>>>

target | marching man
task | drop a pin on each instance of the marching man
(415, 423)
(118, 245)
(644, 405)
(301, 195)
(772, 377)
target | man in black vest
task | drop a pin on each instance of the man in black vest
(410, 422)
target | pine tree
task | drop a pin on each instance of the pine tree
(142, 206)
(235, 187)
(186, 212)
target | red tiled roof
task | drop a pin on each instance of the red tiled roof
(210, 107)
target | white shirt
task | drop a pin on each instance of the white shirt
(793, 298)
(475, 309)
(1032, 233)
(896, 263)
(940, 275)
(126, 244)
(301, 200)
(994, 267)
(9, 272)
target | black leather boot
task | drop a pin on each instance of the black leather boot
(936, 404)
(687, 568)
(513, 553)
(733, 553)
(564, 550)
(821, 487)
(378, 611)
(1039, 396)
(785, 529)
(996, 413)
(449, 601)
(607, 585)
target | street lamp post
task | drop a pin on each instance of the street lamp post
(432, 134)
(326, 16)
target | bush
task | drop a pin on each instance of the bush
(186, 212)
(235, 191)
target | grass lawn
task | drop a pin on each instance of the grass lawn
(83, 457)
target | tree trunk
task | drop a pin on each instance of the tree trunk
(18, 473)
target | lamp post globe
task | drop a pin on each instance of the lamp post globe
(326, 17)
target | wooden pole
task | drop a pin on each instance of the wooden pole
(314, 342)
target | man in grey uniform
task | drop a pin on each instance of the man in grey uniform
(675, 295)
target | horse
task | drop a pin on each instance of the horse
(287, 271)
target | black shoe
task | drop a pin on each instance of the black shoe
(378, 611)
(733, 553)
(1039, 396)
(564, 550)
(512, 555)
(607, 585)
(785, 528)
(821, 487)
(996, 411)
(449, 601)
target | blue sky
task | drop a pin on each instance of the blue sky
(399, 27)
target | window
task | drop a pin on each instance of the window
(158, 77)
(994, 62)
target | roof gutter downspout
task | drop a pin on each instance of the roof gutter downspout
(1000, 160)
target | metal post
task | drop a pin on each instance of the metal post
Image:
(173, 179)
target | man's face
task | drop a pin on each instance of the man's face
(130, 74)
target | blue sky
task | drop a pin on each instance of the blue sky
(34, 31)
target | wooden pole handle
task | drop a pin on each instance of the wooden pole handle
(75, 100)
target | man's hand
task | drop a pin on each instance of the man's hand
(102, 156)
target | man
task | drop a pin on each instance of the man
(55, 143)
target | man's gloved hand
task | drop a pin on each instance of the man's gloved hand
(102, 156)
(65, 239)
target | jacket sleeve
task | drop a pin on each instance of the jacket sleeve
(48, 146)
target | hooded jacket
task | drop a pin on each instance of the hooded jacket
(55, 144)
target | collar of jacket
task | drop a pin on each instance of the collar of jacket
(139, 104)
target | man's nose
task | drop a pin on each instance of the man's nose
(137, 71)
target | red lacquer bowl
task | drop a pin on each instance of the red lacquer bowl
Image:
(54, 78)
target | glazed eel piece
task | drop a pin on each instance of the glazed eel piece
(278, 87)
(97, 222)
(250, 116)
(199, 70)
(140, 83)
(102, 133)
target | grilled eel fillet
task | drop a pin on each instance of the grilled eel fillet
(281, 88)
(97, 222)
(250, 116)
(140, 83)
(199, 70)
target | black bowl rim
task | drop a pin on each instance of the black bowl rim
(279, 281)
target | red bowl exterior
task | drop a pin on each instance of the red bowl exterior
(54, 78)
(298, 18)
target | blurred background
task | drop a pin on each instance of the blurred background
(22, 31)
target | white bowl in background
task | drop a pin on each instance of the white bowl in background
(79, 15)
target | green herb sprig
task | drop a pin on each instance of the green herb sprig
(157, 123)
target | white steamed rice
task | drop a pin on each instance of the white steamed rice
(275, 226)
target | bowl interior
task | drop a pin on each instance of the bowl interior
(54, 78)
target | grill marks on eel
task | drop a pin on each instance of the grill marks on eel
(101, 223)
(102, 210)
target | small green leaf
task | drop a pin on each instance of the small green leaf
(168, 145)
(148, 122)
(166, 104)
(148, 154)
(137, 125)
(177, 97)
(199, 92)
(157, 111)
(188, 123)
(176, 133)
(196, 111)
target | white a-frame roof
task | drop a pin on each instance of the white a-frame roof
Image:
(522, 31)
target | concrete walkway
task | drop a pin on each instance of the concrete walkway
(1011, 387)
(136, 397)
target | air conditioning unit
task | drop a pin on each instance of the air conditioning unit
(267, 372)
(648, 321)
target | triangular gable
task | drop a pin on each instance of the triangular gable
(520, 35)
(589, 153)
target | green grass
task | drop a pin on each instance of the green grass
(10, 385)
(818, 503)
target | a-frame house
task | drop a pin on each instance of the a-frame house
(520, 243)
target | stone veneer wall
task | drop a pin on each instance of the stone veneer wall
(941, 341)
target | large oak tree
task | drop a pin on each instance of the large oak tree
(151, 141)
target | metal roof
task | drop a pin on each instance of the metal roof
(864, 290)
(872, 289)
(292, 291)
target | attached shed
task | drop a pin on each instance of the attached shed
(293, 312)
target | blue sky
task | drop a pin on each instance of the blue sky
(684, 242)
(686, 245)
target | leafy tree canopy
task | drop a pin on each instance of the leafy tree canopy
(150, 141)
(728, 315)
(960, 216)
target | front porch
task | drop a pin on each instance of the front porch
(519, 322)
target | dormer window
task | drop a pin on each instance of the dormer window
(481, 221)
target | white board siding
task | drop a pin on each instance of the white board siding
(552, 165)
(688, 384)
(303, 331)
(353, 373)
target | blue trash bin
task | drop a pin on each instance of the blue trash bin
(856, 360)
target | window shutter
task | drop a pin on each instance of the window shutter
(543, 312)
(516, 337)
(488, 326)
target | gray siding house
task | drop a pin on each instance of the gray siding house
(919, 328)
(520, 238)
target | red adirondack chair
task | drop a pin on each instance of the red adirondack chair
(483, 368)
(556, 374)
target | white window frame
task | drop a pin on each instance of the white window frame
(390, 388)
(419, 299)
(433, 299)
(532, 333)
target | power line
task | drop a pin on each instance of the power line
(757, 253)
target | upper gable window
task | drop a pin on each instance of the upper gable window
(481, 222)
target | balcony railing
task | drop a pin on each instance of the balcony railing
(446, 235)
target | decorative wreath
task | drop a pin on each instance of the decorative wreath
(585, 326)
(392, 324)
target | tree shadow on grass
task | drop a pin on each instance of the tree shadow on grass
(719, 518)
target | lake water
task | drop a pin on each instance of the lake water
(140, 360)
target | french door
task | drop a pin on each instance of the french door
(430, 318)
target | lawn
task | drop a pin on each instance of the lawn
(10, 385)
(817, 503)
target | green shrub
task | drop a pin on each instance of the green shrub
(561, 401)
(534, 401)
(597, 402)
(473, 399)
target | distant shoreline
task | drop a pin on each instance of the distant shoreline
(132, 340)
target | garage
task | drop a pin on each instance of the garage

<<<

Copy only the entries from the first line to the line with "target | horse", each exactly as it appears.

Exercise solution:
target | marching man
task | drop a pin on each instance of the marching man
(415, 423)
(118, 245)
(644, 405)
(301, 195)
(772, 377)
target | man in black vest
task | drop a pin on each instance of the man in black vest
(410, 422)
target | pine tree
task | drop a pin on each instance of the pine tree
(142, 206)
(235, 187)
(186, 212)
target | red tiled roof
task | drop a pin on each instance of the red tiled roof
(210, 107)
target | white shirt
task | drop a pin on each instance of the white shirt
(793, 298)
(475, 309)
(1032, 233)
(896, 263)
(940, 275)
(126, 244)
(301, 200)
(994, 267)
(9, 272)
target | black leather boot
task | drop a pin on each instance of the black leather boot
(936, 404)
(687, 568)
(513, 553)
(733, 553)
(564, 550)
(821, 487)
(378, 611)
(1039, 396)
(785, 529)
(996, 413)
(449, 601)
(607, 585)
target | street lamp post
task | drop a pin on each instance of the street lamp post
(432, 134)
(326, 16)
target | bush
task | drop a pin on each instance of the bush
(186, 212)
(235, 191)
target | grass lawn
task | drop a pin on each instance of the grass lawn
(83, 457)
target | tree trunk
task | drop a pin on each instance of the tree trunk
(18, 473)
target | lamp post globe
task | drop a pin on each instance of the lamp post globe
(326, 17)
target | wooden pole
task | drop a pin on each instance of the wooden pole
(314, 342)
target | man in grey uniform
task | drop a pin on each instance of the man in grey uniform
(675, 295)
target | horse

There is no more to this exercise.